The task: Please swap "tree trunk" for "lamp post" throughout the lines below and leave everything else as it is.

"""

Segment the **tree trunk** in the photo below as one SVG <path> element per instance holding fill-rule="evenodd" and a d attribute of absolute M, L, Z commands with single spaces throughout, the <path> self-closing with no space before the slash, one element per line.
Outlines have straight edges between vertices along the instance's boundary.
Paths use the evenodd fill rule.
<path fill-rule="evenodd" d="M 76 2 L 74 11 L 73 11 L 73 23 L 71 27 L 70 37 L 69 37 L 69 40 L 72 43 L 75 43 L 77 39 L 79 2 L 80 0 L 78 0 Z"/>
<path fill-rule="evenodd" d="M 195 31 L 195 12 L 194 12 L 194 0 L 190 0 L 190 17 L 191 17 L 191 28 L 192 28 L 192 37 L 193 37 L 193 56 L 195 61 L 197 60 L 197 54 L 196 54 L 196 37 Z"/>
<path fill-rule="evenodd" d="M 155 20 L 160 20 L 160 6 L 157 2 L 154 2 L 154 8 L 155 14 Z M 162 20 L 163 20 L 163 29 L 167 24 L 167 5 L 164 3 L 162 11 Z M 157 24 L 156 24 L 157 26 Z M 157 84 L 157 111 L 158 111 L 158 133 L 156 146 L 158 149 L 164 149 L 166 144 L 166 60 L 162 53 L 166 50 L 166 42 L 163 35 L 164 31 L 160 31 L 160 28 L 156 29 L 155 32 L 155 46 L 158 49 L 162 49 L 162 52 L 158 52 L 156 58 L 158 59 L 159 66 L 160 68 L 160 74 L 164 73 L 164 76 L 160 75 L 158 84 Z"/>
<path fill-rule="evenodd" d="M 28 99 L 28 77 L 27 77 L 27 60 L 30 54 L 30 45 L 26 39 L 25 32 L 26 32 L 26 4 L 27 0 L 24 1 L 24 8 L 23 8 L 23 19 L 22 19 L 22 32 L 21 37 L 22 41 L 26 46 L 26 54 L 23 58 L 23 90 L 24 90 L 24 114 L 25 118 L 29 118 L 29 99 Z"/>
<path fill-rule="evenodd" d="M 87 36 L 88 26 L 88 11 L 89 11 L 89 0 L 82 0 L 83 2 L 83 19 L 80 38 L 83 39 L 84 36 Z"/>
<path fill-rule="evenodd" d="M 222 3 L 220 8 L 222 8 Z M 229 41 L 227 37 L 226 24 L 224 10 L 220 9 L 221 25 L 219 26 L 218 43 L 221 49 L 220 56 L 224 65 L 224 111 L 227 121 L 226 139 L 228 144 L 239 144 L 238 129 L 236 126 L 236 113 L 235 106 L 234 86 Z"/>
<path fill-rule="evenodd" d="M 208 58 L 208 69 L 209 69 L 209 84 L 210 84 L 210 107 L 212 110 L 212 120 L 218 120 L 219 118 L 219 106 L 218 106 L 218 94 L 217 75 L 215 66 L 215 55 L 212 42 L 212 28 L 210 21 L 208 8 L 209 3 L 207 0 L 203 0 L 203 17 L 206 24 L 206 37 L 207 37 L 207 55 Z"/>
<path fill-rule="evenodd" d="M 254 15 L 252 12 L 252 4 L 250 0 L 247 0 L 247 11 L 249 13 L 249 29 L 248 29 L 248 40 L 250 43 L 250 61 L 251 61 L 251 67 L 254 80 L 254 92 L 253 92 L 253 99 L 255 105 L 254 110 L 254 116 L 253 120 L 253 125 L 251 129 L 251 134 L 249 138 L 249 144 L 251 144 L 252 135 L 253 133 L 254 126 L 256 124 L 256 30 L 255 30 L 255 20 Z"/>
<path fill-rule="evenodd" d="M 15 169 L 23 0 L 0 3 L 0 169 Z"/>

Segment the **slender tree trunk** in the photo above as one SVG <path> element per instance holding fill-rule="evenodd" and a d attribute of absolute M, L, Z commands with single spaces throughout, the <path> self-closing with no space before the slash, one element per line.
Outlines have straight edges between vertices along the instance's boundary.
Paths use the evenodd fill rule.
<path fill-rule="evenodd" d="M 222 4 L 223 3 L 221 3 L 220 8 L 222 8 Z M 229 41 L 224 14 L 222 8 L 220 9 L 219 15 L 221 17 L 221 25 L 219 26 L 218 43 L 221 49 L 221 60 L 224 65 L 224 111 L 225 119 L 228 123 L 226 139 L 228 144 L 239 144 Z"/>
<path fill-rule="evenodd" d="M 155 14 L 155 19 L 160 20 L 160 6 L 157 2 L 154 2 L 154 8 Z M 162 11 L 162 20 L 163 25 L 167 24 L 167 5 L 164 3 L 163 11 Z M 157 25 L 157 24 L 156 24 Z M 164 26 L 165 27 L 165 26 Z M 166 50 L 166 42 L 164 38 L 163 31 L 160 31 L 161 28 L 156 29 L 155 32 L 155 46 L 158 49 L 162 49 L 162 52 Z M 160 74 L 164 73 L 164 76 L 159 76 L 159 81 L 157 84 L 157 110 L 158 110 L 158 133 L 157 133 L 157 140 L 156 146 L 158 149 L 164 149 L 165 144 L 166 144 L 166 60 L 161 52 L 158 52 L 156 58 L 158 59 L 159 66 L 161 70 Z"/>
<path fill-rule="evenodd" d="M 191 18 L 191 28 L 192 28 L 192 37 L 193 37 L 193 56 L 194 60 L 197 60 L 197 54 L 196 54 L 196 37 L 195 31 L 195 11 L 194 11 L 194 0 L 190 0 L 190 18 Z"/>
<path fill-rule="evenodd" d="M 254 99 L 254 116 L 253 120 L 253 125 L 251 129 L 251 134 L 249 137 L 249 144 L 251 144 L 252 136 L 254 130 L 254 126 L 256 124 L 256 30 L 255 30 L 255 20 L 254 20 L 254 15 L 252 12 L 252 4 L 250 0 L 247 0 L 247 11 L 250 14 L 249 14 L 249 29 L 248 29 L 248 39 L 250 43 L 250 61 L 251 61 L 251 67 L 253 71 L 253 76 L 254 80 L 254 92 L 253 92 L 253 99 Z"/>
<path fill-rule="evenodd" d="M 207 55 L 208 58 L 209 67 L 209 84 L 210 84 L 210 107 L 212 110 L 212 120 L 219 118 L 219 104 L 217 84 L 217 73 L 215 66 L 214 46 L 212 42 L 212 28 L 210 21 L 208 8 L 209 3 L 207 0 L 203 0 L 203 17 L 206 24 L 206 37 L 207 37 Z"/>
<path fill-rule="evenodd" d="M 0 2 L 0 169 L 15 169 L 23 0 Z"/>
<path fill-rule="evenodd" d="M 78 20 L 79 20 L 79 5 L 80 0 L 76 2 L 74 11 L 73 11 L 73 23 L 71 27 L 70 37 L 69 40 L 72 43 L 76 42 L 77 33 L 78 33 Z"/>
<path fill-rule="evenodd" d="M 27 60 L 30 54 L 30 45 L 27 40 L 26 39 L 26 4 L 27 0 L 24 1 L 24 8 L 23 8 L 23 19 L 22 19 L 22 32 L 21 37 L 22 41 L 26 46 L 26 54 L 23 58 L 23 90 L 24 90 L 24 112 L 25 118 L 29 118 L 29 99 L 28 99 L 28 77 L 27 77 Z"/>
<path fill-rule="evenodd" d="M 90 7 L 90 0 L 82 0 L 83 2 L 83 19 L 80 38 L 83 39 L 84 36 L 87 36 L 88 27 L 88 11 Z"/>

"""

Problem solution:
Segment the **lamp post** in the photo below as one SVG <path> element per instance holding fill-rule="evenodd" and a d attribute of absolute M, L, Z commands with single spaces throughout, the <path> self-closing with no space before the slash, one element per line.
Outlines have straight edges between vertices along the instance's boundary.
Paths use the evenodd fill rule.
<path fill-rule="evenodd" d="M 76 2 L 74 11 L 73 11 L 73 23 L 71 27 L 70 37 L 69 37 L 69 40 L 72 43 L 75 43 L 77 39 L 79 2 L 80 0 L 78 0 Z"/>
<path fill-rule="evenodd" d="M 195 31 L 195 12 L 194 12 L 194 0 L 190 0 L 190 17 L 191 17 L 191 28 L 192 28 L 192 37 L 193 37 L 193 56 L 195 61 L 197 60 L 197 54 L 196 54 L 196 37 Z"/>
<path fill-rule="evenodd" d="M 155 20 L 160 20 L 160 6 L 157 2 L 154 2 L 154 8 L 155 14 Z M 162 20 L 163 20 L 163 29 L 167 24 L 167 5 L 164 3 L 162 11 Z M 157 24 L 156 24 L 157 26 Z M 157 84 L 157 111 L 158 111 L 158 133 L 156 146 L 158 149 L 164 149 L 166 144 L 166 60 L 162 53 L 166 50 L 166 42 L 163 35 L 164 31 L 160 31 L 160 28 L 156 29 L 155 32 L 155 46 L 158 49 L 162 49 L 162 52 L 158 52 L 156 58 L 158 59 L 159 66 L 160 68 L 160 74 L 164 73 L 164 76 L 160 75 L 158 84 Z"/>
<path fill-rule="evenodd" d="M 28 99 L 28 77 L 27 77 L 27 60 L 30 54 L 30 45 L 26 39 L 25 32 L 26 32 L 26 4 L 27 0 L 24 1 L 24 8 L 23 8 L 23 19 L 22 19 L 22 32 L 21 37 L 22 41 L 26 46 L 26 54 L 23 58 L 23 90 L 24 90 L 24 114 L 25 118 L 29 118 L 29 99 Z"/>
<path fill-rule="evenodd" d="M 87 36 L 88 26 L 88 11 L 89 11 L 89 0 L 82 0 L 83 2 L 83 19 L 80 38 L 83 39 L 84 36 Z"/>
<path fill-rule="evenodd" d="M 222 3 L 220 8 L 222 8 Z M 229 41 L 227 37 L 226 24 L 224 10 L 220 9 L 221 25 L 219 26 L 218 43 L 221 49 L 220 56 L 224 65 L 224 111 L 227 121 L 226 139 L 228 144 L 239 144 L 238 129 L 236 126 L 236 113 L 235 106 L 234 86 Z"/>
<path fill-rule="evenodd" d="M 208 58 L 208 69 L 209 69 L 209 84 L 210 84 L 210 107 L 212 110 L 212 120 L 218 120 L 219 118 L 219 106 L 218 106 L 218 94 L 217 75 L 215 66 L 215 55 L 212 42 L 212 28 L 210 21 L 208 8 L 209 3 L 207 0 L 203 0 L 203 17 L 206 24 L 206 37 L 207 37 L 207 55 Z"/>
<path fill-rule="evenodd" d="M 254 15 L 252 12 L 252 4 L 250 0 L 247 0 L 247 11 L 249 13 L 249 29 L 248 29 L 248 40 L 250 43 L 250 61 L 251 61 L 251 67 L 254 80 L 254 92 L 253 92 L 253 99 L 255 105 L 254 110 L 254 116 L 253 120 L 253 125 L 251 129 L 251 134 L 249 138 L 249 144 L 251 144 L 252 135 L 253 133 L 254 126 L 256 124 L 256 30 L 255 30 L 255 20 Z"/>
<path fill-rule="evenodd" d="M 15 169 L 23 0 L 0 3 L 0 169 Z"/>

Segment the **slender lamp post** in the photo above as one SVG <path> element per instance holding fill-rule="evenodd" and a d attribute of absolute M, L, Z commands with single spaces throughout, the <path> self-closing with no space before the slash, one element per line.
Outlines have straight edges between vertices along the instance's boundary.
Paths use the evenodd fill rule.
<path fill-rule="evenodd" d="M 222 4 L 223 3 L 221 3 L 220 8 L 222 8 Z M 229 41 L 224 14 L 222 8 L 220 9 L 219 15 L 221 17 L 221 25 L 219 26 L 218 43 L 221 49 L 221 60 L 224 65 L 224 111 L 225 119 L 228 123 L 226 139 L 228 144 L 239 144 Z"/>
<path fill-rule="evenodd" d="M 155 14 L 155 19 L 160 20 L 160 6 L 157 2 L 154 2 L 154 8 Z M 162 11 L 162 20 L 163 25 L 167 24 L 167 5 L 164 3 L 163 11 Z M 157 25 L 157 24 L 156 24 Z M 164 26 L 165 27 L 165 26 Z M 166 50 L 166 42 L 164 38 L 163 31 L 160 31 L 161 28 L 156 29 L 155 32 L 155 46 L 158 49 L 162 49 L 162 52 Z M 160 74 L 164 73 L 164 76 L 159 76 L 159 81 L 157 84 L 157 110 L 158 110 L 158 133 L 157 133 L 157 140 L 156 146 L 158 149 L 164 149 L 165 144 L 166 144 L 166 60 L 161 52 L 158 52 L 156 58 L 158 59 L 159 66 L 161 70 Z"/>
<path fill-rule="evenodd" d="M 191 18 L 191 28 L 192 28 L 192 37 L 193 37 L 193 56 L 194 60 L 197 60 L 197 54 L 196 54 L 196 37 L 195 31 L 195 11 L 194 11 L 194 0 L 190 0 L 190 18 Z"/>
<path fill-rule="evenodd" d="M 254 99 L 254 116 L 253 120 L 253 125 L 251 129 L 251 134 L 249 137 L 249 144 L 251 144 L 252 136 L 254 130 L 254 126 L 256 124 L 256 30 L 255 30 L 255 20 L 254 20 L 254 15 L 252 12 L 252 4 L 250 0 L 247 0 L 247 11 L 250 14 L 249 14 L 249 29 L 248 29 L 248 39 L 250 43 L 250 61 L 251 61 L 251 67 L 253 71 L 253 76 L 254 80 L 254 92 L 253 92 L 253 99 Z"/>
<path fill-rule="evenodd" d="M 207 55 L 208 58 L 209 67 L 209 84 L 210 84 L 210 107 L 212 110 L 212 120 L 219 118 L 219 104 L 217 84 L 217 73 L 215 66 L 214 46 L 212 42 L 212 28 L 210 21 L 208 8 L 209 3 L 207 0 L 203 0 L 203 17 L 206 24 L 206 37 L 207 37 Z"/>
<path fill-rule="evenodd" d="M 0 2 L 0 169 L 15 169 L 23 0 Z"/>
<path fill-rule="evenodd" d="M 78 20 L 79 20 L 79 5 L 80 0 L 76 2 L 74 11 L 73 11 L 73 23 L 71 27 L 70 37 L 69 40 L 72 43 L 76 42 L 77 33 L 78 33 Z"/>
<path fill-rule="evenodd" d="M 27 60 L 30 54 L 30 45 L 27 40 L 26 39 L 26 4 L 27 0 L 24 1 L 24 8 L 23 8 L 23 19 L 22 19 L 22 32 L 21 37 L 22 41 L 26 46 L 26 54 L 23 58 L 23 90 L 24 90 L 24 112 L 25 118 L 29 118 L 29 99 L 28 99 L 28 77 L 27 77 Z"/>
<path fill-rule="evenodd" d="M 90 7 L 90 0 L 82 0 L 83 2 L 83 19 L 80 38 L 83 39 L 84 36 L 87 36 L 88 27 L 88 11 Z"/>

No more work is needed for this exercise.